▶ **Selected extract**:

## Start

Exits: A soon to be ghost town
The limits of willful suffering, industry as proverb, and the Jazz's reliable basketball.
Willful suffering, the kind of misery that is measured and entered into by a conscious choice, is always temporary. Basketball seasons, in the grand scheme of things, are fleeting, and not a particularly noble thing to suffer for. While I waffle on any forced discomfort — there’s already so much out there ready and waiting if you’re hard up for some — for the sake of personal benevolence, when one is being paid in the millions for it, that’s not the kind of suffering you’re taking home with you.
There was only going to be so much pain Snyder would wane away his career for, especially when it seems these years of quiet toil have earned him rumoured entry into one of the most hallowed and/or overblown, depending on how you look at it, roles in the league — next head coach of the Spurs.
Utah’s state motto is “Industry”. Their bug is the bee. Their state rock is coal. Do you think this is a place that gets tired of attrition as atonement?
If we’re to believe this is the summer of the Jazz’s discontent, then we’d have to separate the needful suffering the team shored itself through six consecutive playoff appearances with and whatever this new, end of the rope finality is. Snyder suffering for a team he believed in doesn’t make him prone to suffering fools, or a front office shift in the arrival of Danny Ainge that came in the same season the rifts between Utah’s stars got too wide to repair. There’s a lot of coincidence in the NBA, it’s a human-driven enterprise after all, but it’s also a business where timing is everything.
To move on, indeed a mass exodus, could make this a summer of benediction for the Jazz. That is, of course, if they can clock out of martyrdom long enough to enjoy the relief of coming up clean.
This was just going to be about basketball. It was. How the Jazz setting themselves up to resemble a western ghost town next season — Snyder gone, Rudy Gobert about to go, Donovan Mitchell maybe going — wouldn’t be the worst thing. Nobody lives in a ghost town once it goes that way. Haunted houses are one thing, but at a town’s last gasp the people who were in it scatter to the wind, the fading sound of their flight its death rattle. New places spring up better suited to support a population and in the case of the Jazz, don’t use the plans of the past to build something new up around Mitchell if he stays, and if he goes, well, maybe work on team infrastructure before starting over.

## End

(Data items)

## Start

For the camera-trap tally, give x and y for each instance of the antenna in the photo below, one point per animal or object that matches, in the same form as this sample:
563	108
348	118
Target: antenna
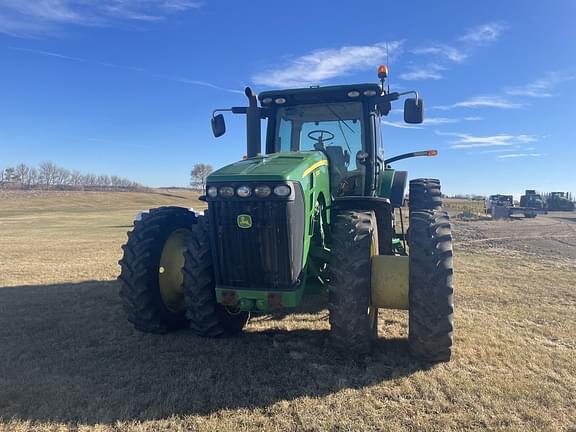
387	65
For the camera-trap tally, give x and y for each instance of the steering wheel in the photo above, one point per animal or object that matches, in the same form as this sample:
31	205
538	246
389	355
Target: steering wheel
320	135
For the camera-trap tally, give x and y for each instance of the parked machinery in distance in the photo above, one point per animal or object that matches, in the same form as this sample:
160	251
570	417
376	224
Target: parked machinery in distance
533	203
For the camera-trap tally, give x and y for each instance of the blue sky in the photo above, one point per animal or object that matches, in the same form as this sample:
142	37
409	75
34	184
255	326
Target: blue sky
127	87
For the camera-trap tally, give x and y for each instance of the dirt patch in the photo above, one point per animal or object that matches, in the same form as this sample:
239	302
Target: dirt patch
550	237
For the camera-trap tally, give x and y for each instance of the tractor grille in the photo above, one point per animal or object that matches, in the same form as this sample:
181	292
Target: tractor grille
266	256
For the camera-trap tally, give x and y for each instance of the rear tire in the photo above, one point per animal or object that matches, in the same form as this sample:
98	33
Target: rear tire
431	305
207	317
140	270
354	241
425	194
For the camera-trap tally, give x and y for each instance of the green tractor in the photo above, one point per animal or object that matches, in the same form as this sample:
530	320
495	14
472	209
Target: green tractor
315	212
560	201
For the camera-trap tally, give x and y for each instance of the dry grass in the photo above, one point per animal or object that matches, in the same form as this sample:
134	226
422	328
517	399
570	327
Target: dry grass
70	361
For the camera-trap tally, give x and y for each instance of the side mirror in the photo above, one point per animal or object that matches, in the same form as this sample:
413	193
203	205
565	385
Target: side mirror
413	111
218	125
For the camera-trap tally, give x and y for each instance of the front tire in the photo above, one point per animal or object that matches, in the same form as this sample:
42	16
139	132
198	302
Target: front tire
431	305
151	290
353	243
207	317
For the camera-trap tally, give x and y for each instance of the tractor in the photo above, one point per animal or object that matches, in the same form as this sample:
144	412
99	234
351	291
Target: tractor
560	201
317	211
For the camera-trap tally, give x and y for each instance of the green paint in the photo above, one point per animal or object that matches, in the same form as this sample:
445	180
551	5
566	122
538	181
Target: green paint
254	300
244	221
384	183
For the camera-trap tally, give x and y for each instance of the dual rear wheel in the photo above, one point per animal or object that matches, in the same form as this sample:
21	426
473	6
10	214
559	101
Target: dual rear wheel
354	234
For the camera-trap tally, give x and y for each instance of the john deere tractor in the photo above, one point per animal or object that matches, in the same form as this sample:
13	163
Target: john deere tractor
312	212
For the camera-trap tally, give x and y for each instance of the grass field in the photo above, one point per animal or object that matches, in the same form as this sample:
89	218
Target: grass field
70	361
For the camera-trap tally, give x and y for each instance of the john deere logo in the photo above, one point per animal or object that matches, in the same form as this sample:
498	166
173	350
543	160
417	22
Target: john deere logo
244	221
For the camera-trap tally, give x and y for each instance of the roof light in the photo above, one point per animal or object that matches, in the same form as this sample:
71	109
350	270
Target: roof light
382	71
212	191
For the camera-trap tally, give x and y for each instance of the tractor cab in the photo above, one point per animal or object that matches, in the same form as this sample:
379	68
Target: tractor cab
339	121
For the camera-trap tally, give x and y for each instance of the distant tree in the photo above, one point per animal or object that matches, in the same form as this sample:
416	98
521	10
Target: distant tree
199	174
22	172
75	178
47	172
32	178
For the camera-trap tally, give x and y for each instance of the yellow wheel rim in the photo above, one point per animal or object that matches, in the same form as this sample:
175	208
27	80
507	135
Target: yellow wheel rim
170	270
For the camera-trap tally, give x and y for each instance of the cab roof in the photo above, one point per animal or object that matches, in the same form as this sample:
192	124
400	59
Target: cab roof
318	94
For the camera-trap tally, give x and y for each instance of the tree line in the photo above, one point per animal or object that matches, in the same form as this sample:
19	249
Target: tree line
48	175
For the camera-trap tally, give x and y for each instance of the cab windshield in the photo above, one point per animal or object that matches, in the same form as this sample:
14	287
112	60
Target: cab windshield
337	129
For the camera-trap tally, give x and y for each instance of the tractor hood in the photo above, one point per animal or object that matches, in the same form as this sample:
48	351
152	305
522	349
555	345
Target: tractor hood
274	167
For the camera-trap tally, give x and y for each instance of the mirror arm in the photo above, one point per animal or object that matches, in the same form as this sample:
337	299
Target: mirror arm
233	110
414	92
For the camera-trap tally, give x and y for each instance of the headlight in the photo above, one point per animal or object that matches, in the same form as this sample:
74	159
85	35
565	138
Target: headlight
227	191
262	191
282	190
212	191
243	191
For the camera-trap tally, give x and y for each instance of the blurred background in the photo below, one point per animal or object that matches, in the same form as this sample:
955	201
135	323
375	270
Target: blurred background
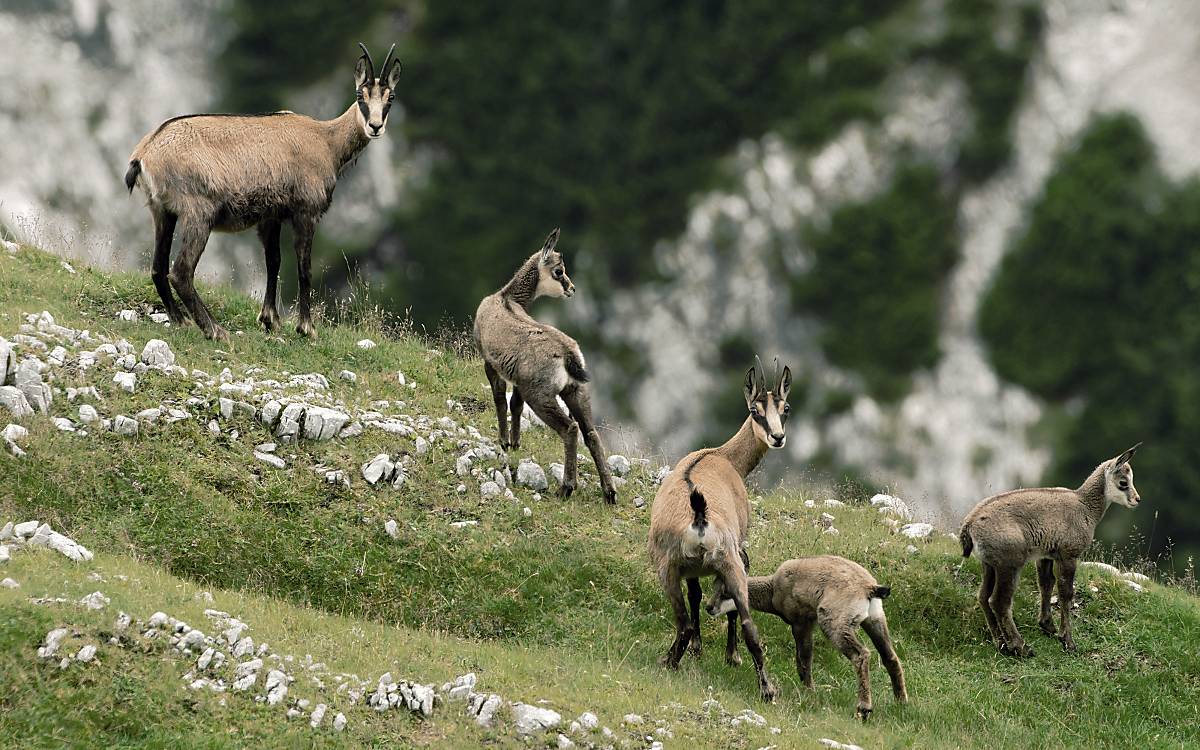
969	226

## End

In the essay about the Utah Jazz, which job is Snyder rumored to be taking next?

▶ **Exercise answer**: Next head coach of the Spurs.